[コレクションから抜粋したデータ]
----
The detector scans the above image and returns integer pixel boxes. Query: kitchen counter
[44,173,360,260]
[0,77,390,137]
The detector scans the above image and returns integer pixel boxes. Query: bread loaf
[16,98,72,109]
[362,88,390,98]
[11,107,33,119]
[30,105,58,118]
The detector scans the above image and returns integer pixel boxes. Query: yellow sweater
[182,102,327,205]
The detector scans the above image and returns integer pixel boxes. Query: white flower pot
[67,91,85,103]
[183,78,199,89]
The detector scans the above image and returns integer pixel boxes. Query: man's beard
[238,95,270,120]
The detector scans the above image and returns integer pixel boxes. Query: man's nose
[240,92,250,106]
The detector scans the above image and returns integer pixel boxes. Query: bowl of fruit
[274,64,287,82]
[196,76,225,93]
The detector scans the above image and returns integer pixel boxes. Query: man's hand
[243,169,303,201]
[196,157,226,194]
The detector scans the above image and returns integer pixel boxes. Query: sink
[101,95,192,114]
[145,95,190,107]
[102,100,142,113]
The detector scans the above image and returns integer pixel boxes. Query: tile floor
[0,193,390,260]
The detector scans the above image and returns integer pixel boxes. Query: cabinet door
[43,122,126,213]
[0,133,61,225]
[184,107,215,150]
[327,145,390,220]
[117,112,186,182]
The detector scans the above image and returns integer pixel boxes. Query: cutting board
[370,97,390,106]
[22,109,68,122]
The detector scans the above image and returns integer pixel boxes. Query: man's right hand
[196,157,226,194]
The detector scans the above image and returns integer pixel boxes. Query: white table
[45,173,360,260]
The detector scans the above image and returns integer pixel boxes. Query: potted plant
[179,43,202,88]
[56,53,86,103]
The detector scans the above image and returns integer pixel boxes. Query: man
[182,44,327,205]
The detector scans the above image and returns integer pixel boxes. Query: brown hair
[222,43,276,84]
----
上のリスト全体で「scans」をすべて「examines」に変更し、ほかは一切変えずにリストを書き直してください。

The detector examines the above image and returns integer pixel boxes. Query: kitchen counter
[44,173,360,260]
[0,77,390,137]
The detector examines the above image and returns integer pixel boxes. Query: bread loaf
[16,98,72,109]
[362,88,390,98]
[11,107,33,119]
[30,105,58,118]
The detector examines the above image and returns integer pixel boxes. Query: yellow sweater
[182,102,327,205]
The detector examines the above image and returns integer pixel boxes. Query: white flower pot
[67,91,85,103]
[183,78,199,89]
The detector examines the above image and returns integer pixel boxes. Query: man's beard
[238,95,270,120]
The detector examines the above image and returns integer pixel boxes. Query: man's nose
[240,92,250,106]
The detector examines the above image and returns integer pixel boxes. Query: bowl of fruit
[274,64,287,82]
[196,76,225,93]
The detector examines the above image and returns integer pixel boxes. Query: man's hand
[243,169,303,201]
[196,157,226,194]
The detector examines the above image and returns integer pixel boxes. Query: sink
[101,95,192,114]
[145,95,190,107]
[102,100,142,113]
The detector examines the above image and returns integer pixel boxes. Query: tile floor
[0,193,390,260]
The detector examines the above image and returns integer pixel boxes. Query: cabinet door
[43,122,126,213]
[0,133,61,225]
[184,107,215,150]
[327,145,390,220]
[117,112,186,182]
The detector examines the above image and returns integer pixel boxes. Query: cutting board
[370,97,390,106]
[22,109,68,122]
The detector examines the above image and returns integer pixel boxes. Query: man's right hand
[196,157,226,194]
The detector examines the above image and returns integer pixel boxes. Query: white table
[45,173,360,260]
The detector examines the above image and returns integer pixel boxes. Query: potted plant
[179,43,202,88]
[56,53,86,103]
The detector examines the above image and returns integer pixel boxes. Query: man
[182,44,327,205]
The detector examines the above image and returns integer pixel boxes. Query: brown hair
[222,43,276,84]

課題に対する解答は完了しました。